## What is being asked
Render each line of the entries below as a row in a Markdown table with the columns "Item" and "Text," numbering the rows in order and skipping blank lines. Leave the pictures out of the table.

[Saved entries]

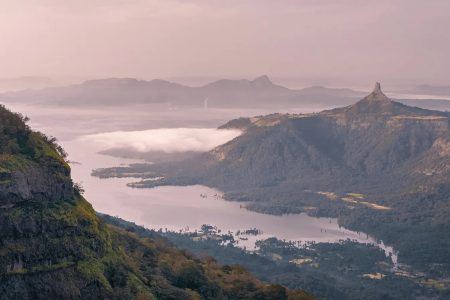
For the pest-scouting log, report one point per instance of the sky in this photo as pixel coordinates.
(329, 42)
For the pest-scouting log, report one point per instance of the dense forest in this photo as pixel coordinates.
(53, 246)
(346, 270)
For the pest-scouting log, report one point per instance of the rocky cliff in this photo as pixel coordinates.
(53, 246)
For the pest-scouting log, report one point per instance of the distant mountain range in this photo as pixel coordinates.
(381, 166)
(54, 246)
(258, 93)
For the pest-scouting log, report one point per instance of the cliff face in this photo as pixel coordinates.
(53, 246)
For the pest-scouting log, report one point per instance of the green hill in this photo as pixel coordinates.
(53, 246)
(380, 166)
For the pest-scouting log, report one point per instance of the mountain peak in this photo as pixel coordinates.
(377, 88)
(263, 80)
(377, 94)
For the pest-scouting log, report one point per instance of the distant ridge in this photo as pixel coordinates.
(258, 93)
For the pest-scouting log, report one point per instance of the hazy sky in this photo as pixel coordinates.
(331, 41)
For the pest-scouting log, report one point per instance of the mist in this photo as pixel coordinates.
(168, 140)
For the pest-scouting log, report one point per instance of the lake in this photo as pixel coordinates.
(187, 208)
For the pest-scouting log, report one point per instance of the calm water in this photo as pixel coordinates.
(182, 208)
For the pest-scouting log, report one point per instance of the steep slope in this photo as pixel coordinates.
(53, 246)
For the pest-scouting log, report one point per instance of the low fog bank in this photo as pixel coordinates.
(167, 140)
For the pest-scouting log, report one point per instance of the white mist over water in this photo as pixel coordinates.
(169, 140)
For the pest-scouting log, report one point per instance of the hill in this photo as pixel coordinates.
(259, 93)
(53, 246)
(378, 165)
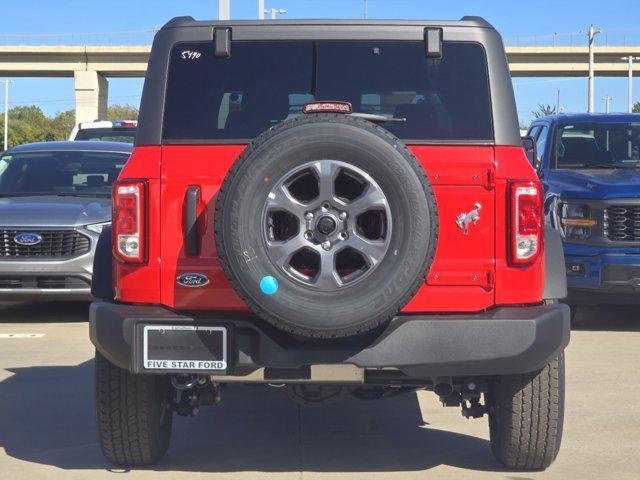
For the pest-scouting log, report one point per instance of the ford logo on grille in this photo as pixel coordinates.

## Result of the exercise
| Item | Text |
|---|---|
| 1 | For the pest-scouting log, report one point per instance of the sky in this photo as pixel coordinates. |
| 2 | (329, 42) |
| 3 | For the pest-scouting log, report one point per instance of the dense forest in this photo as pixel coordinates. |
| 4 | (53, 246) |
| 5 | (346, 270) |
| 6 | For the pest-scouting log, report one point per instance of the rocky cliff in this photo as pixel coordinates. |
| 7 | (53, 246) |
| 8 | For the pest-scouting log, report one point per instance of the distant mountain range in this photo as pixel coordinates. |
| 9 | (381, 166) |
| 10 | (54, 246) |
| 11 | (258, 93) |
| 12 | For the pest-scouting log, report one point per instance of the cliff face in this photo as pixel coordinates. |
| 13 | (53, 246) |
| 14 | For the pest-scouting log, report one point per instance of the green hill in this photo as pixel coordinates. |
| 15 | (53, 246) |
| 16 | (380, 166) |
| 17 | For the pest-scouting log, report one point per instance of the mountain peak in this photo as pixel coordinates. |
| 18 | (377, 88) |
| 19 | (263, 80) |
| 20 | (377, 94) |
| 21 | For the pest-scouting log, report one point per instance of the distant ridge in this photo as pixel coordinates. |
| 22 | (258, 93) |
| 23 | For the pest-scouting log, report one point per instance of the hazy sky in this photo as pixel coordinates. |
| 24 | (331, 41) |
| 25 | For the pest-scouting log, report one point per instance of the mist in this photo as pixel coordinates. |
| 26 | (168, 140) |
| 27 | For the pest-scouting log, report one point per instance of the lake in this photo as pixel coordinates. |
| 28 | (187, 208) |
| 29 | For the pest-scouting log, report one point per instance of the calm water in this photo as pixel coordinates. |
| 30 | (182, 208) |
| 31 | For the pest-scouting log, report one point per instance of the steep slope in this photo as pixel coordinates. |
| 32 | (53, 246) |
| 33 | For the pest-scouting log, report one point per instance of the low fog bank in this photo as pixel coordinates. |
| 34 | (167, 140) |
| 35 | For the pest-scouting log, report one point per instance of the white mist over water in this photo as pixel coordinates. |
| 36 | (169, 140) |
| 37 | For the pest-scouting log, report one point per instance of the hill in this photo as pixel coordinates. |
| 38 | (259, 93) |
| 39 | (53, 246) |
| 40 | (378, 165) |
| 41 | For the pest-scouting log, report one point per instance of the ford logo on grille in this photo as pixel coordinates. |